------ Zapisane dane ------

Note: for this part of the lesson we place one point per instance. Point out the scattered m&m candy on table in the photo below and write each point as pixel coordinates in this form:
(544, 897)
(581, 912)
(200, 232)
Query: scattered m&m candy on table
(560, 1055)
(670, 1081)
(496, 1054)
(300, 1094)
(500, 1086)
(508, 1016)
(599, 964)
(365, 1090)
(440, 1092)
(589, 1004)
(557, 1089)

------

Ułóż wszystkie wiersze powyższych rekordów w listę JSON złożoną z ciągów znaków, po jednym ciągu na każdy wiersz. Puste wiersze pomiń.

- _Odpowiedź_:
[
  "Note: for this part of the lesson we place one point per instance. Point out the scattered m&m candy on table in the photo below and write each point as pixel coordinates in this form:",
  "(544, 897)",
  "(581, 912)",
  "(200, 232)",
  "Query: scattered m&m candy on table",
  "(560, 1055)",
  "(670, 1081)",
  "(496, 1054)",
  "(300, 1094)",
  "(500, 1086)",
  "(508, 1016)",
  "(599, 964)",
  "(365, 1090)",
  "(440, 1092)",
  "(589, 1004)",
  "(557, 1089)"
]